::: 本文部分 :::
Boichi作品集HOTEL感想

 モーニングで連載した短編集3編+MANDALAに連載した短編2編と書き下ろし4編を加えたBoichino短編集でした.メインはモーニングに連載した短編集3編で、他のものはぶっ飛んだ内容であったり、ギャグに走りすぎていて、内容が良く理解できませんでした.でもモーニングに連載していて「HOTEL-SINCE A.D.2079−」「PRESENT」「全てはマグロのためだった」は凄く面白く、モーニングで初めて読んだときはどれも衝撃的だったのを覚えています.

HOTEL-SINCE A.D.2079−」感想

 モーニングの連載で読んだときは、物凄く面白いSFを作品だなと身震いしました.ストーリも面白く、またデザインもいいです.下にざっとしたあらすじ書いていますが、読んだことない方は単行本を買うことをお勧めします.
 全は人類が地球温暖化が始まり、人類が滅びるまでの過程が描かれていて、後半は全く人間が出てきません.ルイのホテルに関する経過報告にある.しかし、ルイが自分を改造して、案野を父として思い出したりするようになり、淡々とした経過報告の中にも、やや感情的な表現があって面白い.最後のゴーストを見るシーンがすごく良かったです.
::: 表示データ :::
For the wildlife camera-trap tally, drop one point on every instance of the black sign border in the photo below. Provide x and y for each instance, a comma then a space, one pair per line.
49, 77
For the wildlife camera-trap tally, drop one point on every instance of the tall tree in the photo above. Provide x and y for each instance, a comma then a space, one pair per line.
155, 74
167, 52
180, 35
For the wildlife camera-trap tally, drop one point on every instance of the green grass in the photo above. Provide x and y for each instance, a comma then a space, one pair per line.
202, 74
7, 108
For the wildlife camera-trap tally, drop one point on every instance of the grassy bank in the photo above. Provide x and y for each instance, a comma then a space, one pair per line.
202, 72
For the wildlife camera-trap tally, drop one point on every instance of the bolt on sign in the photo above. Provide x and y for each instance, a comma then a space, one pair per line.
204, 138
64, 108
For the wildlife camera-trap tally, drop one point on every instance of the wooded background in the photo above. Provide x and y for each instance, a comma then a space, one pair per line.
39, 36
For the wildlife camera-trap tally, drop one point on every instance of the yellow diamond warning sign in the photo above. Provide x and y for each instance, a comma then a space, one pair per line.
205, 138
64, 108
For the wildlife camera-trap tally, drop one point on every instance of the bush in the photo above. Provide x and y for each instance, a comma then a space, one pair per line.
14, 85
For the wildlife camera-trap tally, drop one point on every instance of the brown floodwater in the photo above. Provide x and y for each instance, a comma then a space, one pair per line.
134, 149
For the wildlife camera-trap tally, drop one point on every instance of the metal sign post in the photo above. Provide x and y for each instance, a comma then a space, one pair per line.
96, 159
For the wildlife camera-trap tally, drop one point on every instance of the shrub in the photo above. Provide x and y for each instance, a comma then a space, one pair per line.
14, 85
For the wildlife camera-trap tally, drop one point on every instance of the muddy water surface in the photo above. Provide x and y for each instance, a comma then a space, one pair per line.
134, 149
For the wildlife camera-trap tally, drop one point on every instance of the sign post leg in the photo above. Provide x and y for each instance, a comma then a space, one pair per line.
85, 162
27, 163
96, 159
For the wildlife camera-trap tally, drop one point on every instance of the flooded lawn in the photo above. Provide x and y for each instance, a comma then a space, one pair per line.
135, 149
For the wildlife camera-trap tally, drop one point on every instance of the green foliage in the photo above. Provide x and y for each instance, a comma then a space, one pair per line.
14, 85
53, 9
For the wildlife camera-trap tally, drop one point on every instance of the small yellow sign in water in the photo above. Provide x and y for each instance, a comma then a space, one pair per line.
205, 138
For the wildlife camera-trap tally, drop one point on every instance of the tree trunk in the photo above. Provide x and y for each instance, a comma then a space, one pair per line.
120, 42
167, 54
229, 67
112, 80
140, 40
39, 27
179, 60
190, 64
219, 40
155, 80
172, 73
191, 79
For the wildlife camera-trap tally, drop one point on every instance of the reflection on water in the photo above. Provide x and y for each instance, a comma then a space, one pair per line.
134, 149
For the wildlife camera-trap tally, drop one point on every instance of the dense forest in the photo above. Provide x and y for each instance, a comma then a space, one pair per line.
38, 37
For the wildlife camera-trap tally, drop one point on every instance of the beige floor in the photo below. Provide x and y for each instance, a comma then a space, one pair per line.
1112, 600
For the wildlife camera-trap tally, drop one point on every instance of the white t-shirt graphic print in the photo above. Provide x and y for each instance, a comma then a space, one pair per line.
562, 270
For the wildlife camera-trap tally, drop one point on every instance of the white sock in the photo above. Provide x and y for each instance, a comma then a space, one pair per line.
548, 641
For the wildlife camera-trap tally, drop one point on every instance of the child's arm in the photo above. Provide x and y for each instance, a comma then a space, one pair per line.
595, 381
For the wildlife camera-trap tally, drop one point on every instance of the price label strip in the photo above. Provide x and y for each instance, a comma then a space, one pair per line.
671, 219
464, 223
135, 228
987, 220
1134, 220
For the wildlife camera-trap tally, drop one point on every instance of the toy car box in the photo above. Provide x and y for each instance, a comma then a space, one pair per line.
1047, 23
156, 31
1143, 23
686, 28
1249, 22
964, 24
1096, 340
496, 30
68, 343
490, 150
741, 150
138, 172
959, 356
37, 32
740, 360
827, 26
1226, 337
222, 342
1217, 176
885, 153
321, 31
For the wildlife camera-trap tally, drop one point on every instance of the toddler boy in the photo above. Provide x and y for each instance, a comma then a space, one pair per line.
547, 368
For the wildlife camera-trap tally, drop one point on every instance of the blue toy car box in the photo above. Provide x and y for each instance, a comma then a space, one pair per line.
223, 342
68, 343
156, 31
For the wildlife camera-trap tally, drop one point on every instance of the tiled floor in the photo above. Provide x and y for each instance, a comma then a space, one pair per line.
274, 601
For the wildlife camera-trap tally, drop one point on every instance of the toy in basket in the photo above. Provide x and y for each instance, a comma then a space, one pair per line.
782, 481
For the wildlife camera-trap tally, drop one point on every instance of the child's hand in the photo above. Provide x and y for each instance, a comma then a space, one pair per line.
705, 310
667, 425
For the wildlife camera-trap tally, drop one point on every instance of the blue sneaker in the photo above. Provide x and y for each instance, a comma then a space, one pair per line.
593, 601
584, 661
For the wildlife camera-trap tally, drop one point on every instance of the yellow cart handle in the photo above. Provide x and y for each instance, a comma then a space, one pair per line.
:::
◆ **指示内容**
上に掲載したBoichi作品集『HOTEL』の感想文について、最後の文の後から続きを書いてください。

◆ **期待される出力**
HOTEL-SINCE A.D.2079−」あらすじ

 近未来の地球.化石燃料の浪費により地球は温暖化を続けた.ドキンス博士は2250年頃には地球の外気温は100℃に達し海は消滅し、地球上の生命は絶滅するだろうと予言した.そこで、はるか宇宙のかなたの人類が生存できるかもしれない恒星系に人類の14万人分のDNAを乗せた宇宙船"方舟(はこぶね)"を送る計画を提案する.一方で、ドキンス博士の弟子の案野は、南極に人類以外の生命DNAを保管する高さ4720mの塔の建設を提案する.それは、人類が犯した罪の責任を取るためにだった.かつて、人類が滅ぼしてしまった生命の記憶をせめて地球に残しておきたかったのだ.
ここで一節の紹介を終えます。